-------- Material to process

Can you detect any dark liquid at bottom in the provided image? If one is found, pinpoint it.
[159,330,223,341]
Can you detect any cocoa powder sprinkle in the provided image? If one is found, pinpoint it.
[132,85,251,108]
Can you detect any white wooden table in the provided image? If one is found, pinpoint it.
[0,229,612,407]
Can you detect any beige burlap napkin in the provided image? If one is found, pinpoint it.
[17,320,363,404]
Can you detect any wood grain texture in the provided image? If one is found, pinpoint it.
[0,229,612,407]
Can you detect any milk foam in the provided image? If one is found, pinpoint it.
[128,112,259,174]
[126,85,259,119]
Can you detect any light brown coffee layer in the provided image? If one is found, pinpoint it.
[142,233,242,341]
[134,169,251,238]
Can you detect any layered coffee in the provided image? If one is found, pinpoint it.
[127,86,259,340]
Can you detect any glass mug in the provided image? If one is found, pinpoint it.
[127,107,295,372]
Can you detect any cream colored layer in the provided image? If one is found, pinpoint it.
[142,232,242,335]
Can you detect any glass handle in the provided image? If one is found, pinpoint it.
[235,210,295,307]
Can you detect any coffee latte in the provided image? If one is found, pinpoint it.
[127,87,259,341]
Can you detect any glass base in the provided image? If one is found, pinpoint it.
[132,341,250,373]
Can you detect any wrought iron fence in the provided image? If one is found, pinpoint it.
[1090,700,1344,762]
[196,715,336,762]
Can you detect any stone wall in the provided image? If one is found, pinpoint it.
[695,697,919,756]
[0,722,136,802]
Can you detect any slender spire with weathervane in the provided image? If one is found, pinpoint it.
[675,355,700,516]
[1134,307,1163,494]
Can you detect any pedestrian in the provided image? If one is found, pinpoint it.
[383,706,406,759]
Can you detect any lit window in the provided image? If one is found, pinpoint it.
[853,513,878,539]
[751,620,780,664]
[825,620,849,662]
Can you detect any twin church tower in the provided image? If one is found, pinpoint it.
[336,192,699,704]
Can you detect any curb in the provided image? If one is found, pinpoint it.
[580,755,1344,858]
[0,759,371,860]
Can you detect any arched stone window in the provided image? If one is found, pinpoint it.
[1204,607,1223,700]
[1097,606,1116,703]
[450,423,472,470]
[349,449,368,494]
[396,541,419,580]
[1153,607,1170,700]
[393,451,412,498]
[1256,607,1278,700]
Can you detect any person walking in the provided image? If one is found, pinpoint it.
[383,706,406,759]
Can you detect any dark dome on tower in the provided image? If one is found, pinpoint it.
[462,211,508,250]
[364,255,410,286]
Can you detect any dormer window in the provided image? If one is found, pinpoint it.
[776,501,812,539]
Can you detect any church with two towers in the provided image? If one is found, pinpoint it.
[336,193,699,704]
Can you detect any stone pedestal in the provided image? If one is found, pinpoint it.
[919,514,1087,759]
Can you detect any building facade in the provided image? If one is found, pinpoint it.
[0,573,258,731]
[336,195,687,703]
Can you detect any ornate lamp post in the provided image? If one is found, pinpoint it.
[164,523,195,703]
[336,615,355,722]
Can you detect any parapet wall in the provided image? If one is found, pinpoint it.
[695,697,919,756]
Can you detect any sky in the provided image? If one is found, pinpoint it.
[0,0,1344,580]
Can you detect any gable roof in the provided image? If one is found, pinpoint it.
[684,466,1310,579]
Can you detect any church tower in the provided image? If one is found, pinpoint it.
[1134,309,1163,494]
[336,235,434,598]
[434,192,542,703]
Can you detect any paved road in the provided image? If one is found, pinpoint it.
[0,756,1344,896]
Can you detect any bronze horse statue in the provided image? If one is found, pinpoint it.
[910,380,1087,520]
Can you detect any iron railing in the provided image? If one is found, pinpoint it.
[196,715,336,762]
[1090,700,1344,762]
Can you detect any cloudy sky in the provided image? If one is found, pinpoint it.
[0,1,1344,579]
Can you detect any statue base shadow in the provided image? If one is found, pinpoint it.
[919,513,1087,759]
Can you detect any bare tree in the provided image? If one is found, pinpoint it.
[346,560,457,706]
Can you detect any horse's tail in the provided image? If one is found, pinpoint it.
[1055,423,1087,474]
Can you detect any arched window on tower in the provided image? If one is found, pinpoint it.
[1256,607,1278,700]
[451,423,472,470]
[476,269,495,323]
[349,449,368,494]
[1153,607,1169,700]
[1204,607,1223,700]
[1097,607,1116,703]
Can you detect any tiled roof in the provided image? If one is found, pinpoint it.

----------------

### Objective:
Render these lines as a Markdown table with two columns, No. for the row number and Line for the line itself, and leave out any blank lines.

### Task answer:
| No. | Line |
|---|---|
| 1 | Can you detect any dark liquid at bottom in the provided image? If one is found, pinpoint it. |
| 2 | [159,330,223,341] |
| 3 | Can you detect any cocoa powder sprinkle in the provided image? If one is found, pinpoint it. |
| 4 | [132,85,251,108] |
| 5 | Can you detect any white wooden table in the provided image? If one is found, pinpoint it. |
| 6 | [0,229,612,407] |
| 7 | Can you detect any beige burlap napkin in the provided image? If one is found, pinpoint it. |
| 8 | [17,320,363,404] |
| 9 | Can you detect any wood grain texture in the provided image? If one is found, pinpoint it. |
| 10 | [0,229,612,407] |
| 11 | Can you detect any milk foam in the provided image? If one is found, pinpoint it. |
| 12 | [128,112,259,174] |
| 13 | [126,85,259,119] |
| 14 | Can you detect any light brown coffee layer in the provided image? If one is found, pinpoint it. |
| 15 | [142,233,242,341] |
| 16 | [134,169,251,238] |
| 17 | Can you detect any layered coffee in the provided image? If one is found, pinpoint it. |
| 18 | [127,86,259,340] |
| 19 | Can you detect any glass mug in the provided image? If one is found, pinpoint it. |
| 20 | [127,107,295,372] |
| 21 | Can you detect any cream colored layer in the provided image? If one is found, pinpoint it. |
| 22 | [142,232,242,335] |
| 23 | Can you detect any glass handle in the provided image? If one is found, pinpoint it. |
| 24 | [235,210,295,307] |
| 25 | Can you detect any coffee latte in the provided image? If one is found, pinpoint it. |
| 26 | [127,87,259,341] |
| 27 | Can you detect any glass base in the provided image? If one is found, pinpoint it. |
| 28 | [132,341,250,373] |
| 29 | Can you detect any wrought iron fence in the provided image? If one is found, pinpoint it. |
| 30 | [1090,700,1344,762] |
| 31 | [196,715,336,762] |
| 32 | Can you detect any stone wall in the provided image? If one is found, pinpoint it. |
| 33 | [695,697,919,756] |
| 34 | [0,722,136,802] |
| 35 | Can you detect any slender spire with weathervane in the provided image? If one is found, pinpoint it. |
| 36 | [675,355,700,516] |
| 37 | [1134,307,1163,494] |
| 38 | Can you detect any pedestrian in the provided image? If one is found, pinpoint it. |
| 39 | [383,706,406,759] |
| 40 | Can you detect any lit window in the provided image? If one is found, pinpoint it. |
| 41 | [853,513,878,539] |
| 42 | [751,620,780,664] |
| 43 | [825,620,849,662] |
| 44 | Can you detect any twin church tower in the provided image? If one is found, pinpoint it. |
| 45 | [336,192,699,704] |
| 46 | Can you detect any curb in the provided image? If one is found, pinpoint it. |
| 47 | [580,755,1344,858] |
| 48 | [0,759,371,860] |
| 49 | Can you detect any arched stone window in the provided image? If one is found, pinpoint it. |
| 50 | [1204,607,1223,700] |
| 51 | [1097,606,1116,703] |
| 52 | [450,423,472,470] |
| 53 | [349,449,368,494] |
| 54 | [396,541,419,580] |
| 55 | [1153,607,1170,700] |
| 56 | [393,451,412,498] |
| 57 | [1256,607,1278,700] |
| 58 | Can you detect any person walking in the provided image? If one is found, pinpoint it. |
| 59 | [383,706,406,759] |
| 60 | Can you detect any dark dome on tower in the provided image? If one is found, pinpoint it. |
| 61 | [462,211,508,250] |
| 62 | [364,255,410,286] |
| 63 | Can you detect any dormer window in the provided image? If one is found, pinpoint it. |
| 64 | [776,501,812,539] |
| 65 | Can you detect any church with two towers in the provided image? If one is found, pinpoint it. |
| 66 | [336,193,699,704] |
| 67 | Can you detect any stone pedestal in the provided image? If one is found, pinpoint it. |
| 68 | [919,514,1087,759] |
| 69 | Can you detect any building facade in the provided image? If one is found, pinpoint it. |
| 70 | [0,573,258,731] |
| 71 | [336,195,687,703] |
| 72 | Can you detect any ornate lamp post in the provided image? If one is found, pinpoint it. |
| 73 | [164,523,195,703] |
| 74 | [336,615,355,722] |
| 75 | Can you detect any parapet wall in the provided image? If one is found, pinpoint it. |
| 76 | [695,697,919,756] |
| 77 | Can you detect any sky in the provided image? If one is found, pinpoint it. |
| 78 | [0,0,1344,580] |
| 79 | Can you detect any gable roof in the provided image? If one is found, pinpoint it. |
| 80 | [684,466,1310,579] |
| 81 | Can you detect any church tower in the provided image? If one is found, pinpoint it. |
| 82 | [1134,309,1163,494] |
| 83 | [336,235,434,598] |
| 84 | [434,192,542,703] |
| 85 | Can you detect any paved road in the provided image? If one is found, pinpoint it. |
| 86 | [0,756,1344,896] |
| 87 | Can you detect any bronze horse statue in the provided image? If one is found, pinpoint it. |
| 88 | [910,380,1087,520] |
| 89 | Can you detect any iron railing in the provided image? If one is found, pinpoint it. |
| 90 | [196,715,336,762] |
| 91 | [1090,700,1344,762] |
| 92 | Can you detect any cloudy sky in the provided image? If one is found, pinpoint it. |
| 93 | [0,1,1344,579] |
| 94 | Can you detect any statue base shadow in the provided image? If one is found, pinpoint it. |
| 95 | [919,513,1087,759] |
| 96 | Can you detect any bare tree in the provided image? If one is found, pinpoint it. |
| 97 | [346,560,457,706] |
| 98 | Can you detect any horse's tail in the provided image? If one is found, pinpoint it. |
| 99 | [1055,423,1087,474] |
| 100 | Can you detect any arched window on tower in the provided image? If one is found, pinpoint it. |
| 101 | [1256,607,1278,700] |
| 102 | [451,423,472,470] |
| 103 | [476,269,495,323] |
| 104 | [349,449,368,494] |
| 105 | [1153,607,1169,700] |
| 106 | [1204,607,1223,700] |
| 107 | [1097,607,1116,703] |
| 108 | Can you detect any tiled roof in the provided image? If one is found, pinpoint it. |